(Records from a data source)
....
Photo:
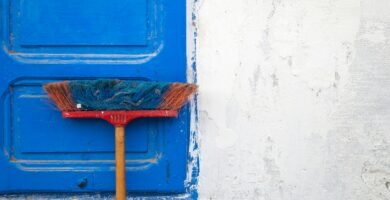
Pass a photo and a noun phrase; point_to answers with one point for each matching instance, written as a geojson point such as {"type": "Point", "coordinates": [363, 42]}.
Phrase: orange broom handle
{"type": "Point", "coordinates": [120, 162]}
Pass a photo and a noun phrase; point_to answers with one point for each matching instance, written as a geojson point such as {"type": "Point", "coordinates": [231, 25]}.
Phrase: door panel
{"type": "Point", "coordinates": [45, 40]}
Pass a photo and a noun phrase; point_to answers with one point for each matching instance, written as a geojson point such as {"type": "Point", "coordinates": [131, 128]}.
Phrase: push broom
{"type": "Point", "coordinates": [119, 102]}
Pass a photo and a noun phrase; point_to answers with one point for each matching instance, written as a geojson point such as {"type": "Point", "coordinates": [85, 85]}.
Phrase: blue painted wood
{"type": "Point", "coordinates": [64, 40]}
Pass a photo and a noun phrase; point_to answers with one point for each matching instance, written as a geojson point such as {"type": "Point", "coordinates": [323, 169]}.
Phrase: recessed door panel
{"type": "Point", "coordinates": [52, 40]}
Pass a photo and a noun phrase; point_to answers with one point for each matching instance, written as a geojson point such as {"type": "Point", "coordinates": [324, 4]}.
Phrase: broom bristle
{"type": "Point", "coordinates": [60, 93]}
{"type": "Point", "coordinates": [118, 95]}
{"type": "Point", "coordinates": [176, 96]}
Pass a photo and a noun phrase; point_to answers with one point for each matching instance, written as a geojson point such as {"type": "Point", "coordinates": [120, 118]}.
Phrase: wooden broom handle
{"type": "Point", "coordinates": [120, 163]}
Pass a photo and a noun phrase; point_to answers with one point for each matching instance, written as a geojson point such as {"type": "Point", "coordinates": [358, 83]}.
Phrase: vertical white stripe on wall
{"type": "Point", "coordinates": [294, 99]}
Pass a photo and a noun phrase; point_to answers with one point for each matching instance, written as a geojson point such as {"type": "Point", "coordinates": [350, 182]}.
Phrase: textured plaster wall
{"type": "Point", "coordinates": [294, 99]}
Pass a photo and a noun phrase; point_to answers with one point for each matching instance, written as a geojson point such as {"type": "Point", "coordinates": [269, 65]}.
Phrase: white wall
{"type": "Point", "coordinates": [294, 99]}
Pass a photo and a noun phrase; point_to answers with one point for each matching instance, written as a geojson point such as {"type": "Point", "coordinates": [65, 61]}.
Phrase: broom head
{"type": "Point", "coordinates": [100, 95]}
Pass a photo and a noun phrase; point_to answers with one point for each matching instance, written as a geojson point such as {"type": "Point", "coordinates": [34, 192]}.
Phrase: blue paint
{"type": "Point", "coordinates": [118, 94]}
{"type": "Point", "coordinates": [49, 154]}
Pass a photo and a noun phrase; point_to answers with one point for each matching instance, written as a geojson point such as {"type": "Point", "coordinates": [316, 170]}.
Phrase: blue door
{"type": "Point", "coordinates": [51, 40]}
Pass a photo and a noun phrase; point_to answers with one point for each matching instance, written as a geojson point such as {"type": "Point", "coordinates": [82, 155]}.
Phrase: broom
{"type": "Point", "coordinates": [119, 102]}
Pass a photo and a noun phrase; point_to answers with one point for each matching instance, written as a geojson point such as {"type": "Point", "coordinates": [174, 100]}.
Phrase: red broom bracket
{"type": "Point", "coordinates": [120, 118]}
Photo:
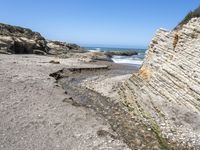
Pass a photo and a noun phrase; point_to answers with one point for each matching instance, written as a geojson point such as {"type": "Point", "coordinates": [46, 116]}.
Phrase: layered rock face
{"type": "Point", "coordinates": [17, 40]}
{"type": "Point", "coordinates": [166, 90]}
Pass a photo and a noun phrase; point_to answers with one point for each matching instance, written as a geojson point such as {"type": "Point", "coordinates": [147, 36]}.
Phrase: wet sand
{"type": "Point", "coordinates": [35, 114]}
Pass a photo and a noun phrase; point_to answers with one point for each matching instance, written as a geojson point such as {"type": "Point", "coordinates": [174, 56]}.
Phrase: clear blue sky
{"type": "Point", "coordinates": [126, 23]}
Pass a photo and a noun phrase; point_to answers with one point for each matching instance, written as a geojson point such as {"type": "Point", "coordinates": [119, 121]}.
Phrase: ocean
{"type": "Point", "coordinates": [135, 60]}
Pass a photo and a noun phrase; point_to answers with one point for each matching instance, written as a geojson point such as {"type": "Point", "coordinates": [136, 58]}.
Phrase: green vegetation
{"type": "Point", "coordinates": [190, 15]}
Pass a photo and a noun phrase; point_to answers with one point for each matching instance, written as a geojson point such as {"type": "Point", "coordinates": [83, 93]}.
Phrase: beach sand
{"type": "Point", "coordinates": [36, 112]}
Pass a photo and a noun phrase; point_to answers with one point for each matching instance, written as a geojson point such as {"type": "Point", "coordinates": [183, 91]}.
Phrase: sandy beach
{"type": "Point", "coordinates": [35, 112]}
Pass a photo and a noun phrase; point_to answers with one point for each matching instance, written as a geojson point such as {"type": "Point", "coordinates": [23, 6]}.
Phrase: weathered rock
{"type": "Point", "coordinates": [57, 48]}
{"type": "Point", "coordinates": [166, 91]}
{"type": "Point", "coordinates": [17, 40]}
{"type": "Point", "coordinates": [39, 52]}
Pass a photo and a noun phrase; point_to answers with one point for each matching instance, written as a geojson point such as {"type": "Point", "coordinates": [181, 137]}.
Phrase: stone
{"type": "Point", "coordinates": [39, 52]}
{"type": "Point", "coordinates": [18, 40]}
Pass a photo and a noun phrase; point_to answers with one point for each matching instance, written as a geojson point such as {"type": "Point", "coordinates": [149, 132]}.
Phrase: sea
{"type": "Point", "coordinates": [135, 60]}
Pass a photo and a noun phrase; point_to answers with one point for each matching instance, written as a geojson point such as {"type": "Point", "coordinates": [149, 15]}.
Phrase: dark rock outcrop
....
Problem statement: All the records above need to be given again word for word. Skip the pictures.

Result for this task:
Photo:
Pass a photo and a noun phrase; point_to answers with one point for each matching instance, written as a geojson point such as {"type": "Point", "coordinates": [363, 42]}.
Phrase: orange broom handle
{"type": "Point", "coordinates": [120, 162]}
Pass a photo and a noun phrase; point_to answers with one point for each matching instance, written as a geojson point such as {"type": "Point", "coordinates": [231, 25]}.
Phrase: door panel
{"type": "Point", "coordinates": [45, 40]}
Pass a photo and a noun phrase; point_to answers with one point for each matching instance, written as a geojson point such as {"type": "Point", "coordinates": [131, 128]}.
Phrase: push broom
{"type": "Point", "coordinates": [119, 102]}
Pass a photo and a noun phrase; point_to answers with one point for each matching instance, written as a geojson point such as {"type": "Point", "coordinates": [85, 85]}.
Phrase: blue painted wood
{"type": "Point", "coordinates": [64, 40]}
Pass a photo and a noun phrase; point_to answers with one point for each matching instance, written as a geojson point such as {"type": "Point", "coordinates": [323, 169]}.
Phrase: recessed door panel
{"type": "Point", "coordinates": [52, 40]}
Pass a photo and a noun phrase; point_to answers with one point for each matching instance, written as a geojson point such as {"type": "Point", "coordinates": [324, 4]}.
Phrase: broom bristle
{"type": "Point", "coordinates": [60, 93]}
{"type": "Point", "coordinates": [118, 95]}
{"type": "Point", "coordinates": [176, 96]}
Pass a photo and a noun phrase; point_to answers with one point for each matching instance, written as a geojson point such as {"type": "Point", "coordinates": [120, 118]}.
Phrase: wooden broom handle
{"type": "Point", "coordinates": [120, 163]}
Pass a photo and a noun phrase; point_to answers with one point for each matching instance, written as a geojson point such as {"type": "Point", "coordinates": [358, 83]}.
Phrase: vertical white stripe on wall
{"type": "Point", "coordinates": [294, 99]}
Pass a photo and a noun phrase; point_to answers with one point for each matching instance, written as a geojson point such as {"type": "Point", "coordinates": [350, 182]}.
Phrase: textured plaster wall
{"type": "Point", "coordinates": [294, 99]}
Pass a photo and a noun phrase; point_to answers with one point for each matching instance, written as a geojson point such as {"type": "Point", "coordinates": [269, 65]}.
Phrase: white wall
{"type": "Point", "coordinates": [294, 99]}
Pass a photo and a noun phrase; point_to answers with one point for each matching instance, written as a geojson point such as {"type": "Point", "coordinates": [65, 61]}.
Phrase: broom head
{"type": "Point", "coordinates": [100, 95]}
Pass a photo and a noun phrase; point_to answers with one point for each matching instance, written as a geojson point such as {"type": "Point", "coordinates": [34, 192]}.
Phrase: blue paint
{"type": "Point", "coordinates": [118, 94]}
{"type": "Point", "coordinates": [49, 154]}
Pass a photo and a noun phrase; point_to answers with one point for each matching instance, written as a geojson point such as {"type": "Point", "coordinates": [316, 170]}.
Phrase: blue door
{"type": "Point", "coordinates": [51, 40]}
Pass a photo and a noun phrase; point_to answers with one point for each matching instance, written as a geojson point such as {"type": "Point", "coordinates": [82, 155]}.
Phrase: broom
{"type": "Point", "coordinates": [119, 102]}
Pass a photo and a noun phrase; point_to answers with one point for each matching instance, written as a geojson point such as {"type": "Point", "coordinates": [174, 100]}.
Phrase: red broom bracket
{"type": "Point", "coordinates": [120, 118]}
Photo:
Pass a photo and a noun phrase; point_to answers with one point for each matching instance, written as a geojson point such as {"type": "Point", "coordinates": [46, 116]}.
Phrase: layered rock face
{"type": "Point", "coordinates": [17, 40]}
{"type": "Point", "coordinates": [166, 90]}
Pass a photo and a noun phrase; point_to answers with one point for each matching instance, written as a geojson point such as {"type": "Point", "coordinates": [147, 36]}.
Phrase: wet sand
{"type": "Point", "coordinates": [35, 114]}
Pass a photo and a noun phrase; point_to answers with one point for each matching instance, written as a geojson point such as {"type": "Point", "coordinates": [174, 56]}.
Phrase: clear blue sky
{"type": "Point", "coordinates": [126, 23]}
Pass a photo and a noun phrase; point_to answers with one point for each matching instance, written as a geojson point such as {"type": "Point", "coordinates": [119, 121]}.
Phrase: ocean
{"type": "Point", "coordinates": [135, 60]}
Pass a photo and a noun phrase; point_to answers with one point for each matching instance, written as a geojson point such as {"type": "Point", "coordinates": [136, 58]}.
Phrase: green vegetation
{"type": "Point", "coordinates": [190, 15]}
Pass a photo and a noun phrase; point_to answers with one point for each matching instance, written as a geojson point such as {"type": "Point", "coordinates": [83, 93]}.
Phrase: beach sand
{"type": "Point", "coordinates": [36, 112]}
Pass a photo and a noun phrase; point_to answers with one point for each matching instance, written as a geojson point such as {"type": "Point", "coordinates": [183, 91]}.
Phrase: sandy beach
{"type": "Point", "coordinates": [35, 112]}
Pass a photo and a noun phrase; point_to answers with one point for each matching instance, written as a geojson point such as {"type": "Point", "coordinates": [23, 6]}.
Phrase: weathered rock
{"type": "Point", "coordinates": [57, 48]}
{"type": "Point", "coordinates": [166, 91]}
{"type": "Point", "coordinates": [17, 40]}
{"type": "Point", "coordinates": [39, 52]}
Pass a photo and a noun phrase; point_to answers with one point for each matching instance, written as a geojson point such as {"type": "Point", "coordinates": [181, 137]}.
Phrase: stone
{"type": "Point", "coordinates": [39, 52]}
{"type": "Point", "coordinates": [18, 40]}
Pass a photo and a noun phrase; point_to answers with one point for each matching instance, written as a geojson point such as {"type": "Point", "coordinates": [149, 132]}.
Phrase: sea
{"type": "Point", "coordinates": [135, 60]}
Pass a photo and a noun phrase; point_to answers with one point for each matching instance, written as a geojson point such as {"type": "Point", "coordinates": [149, 15]}.
Phrase: dark rock outcrop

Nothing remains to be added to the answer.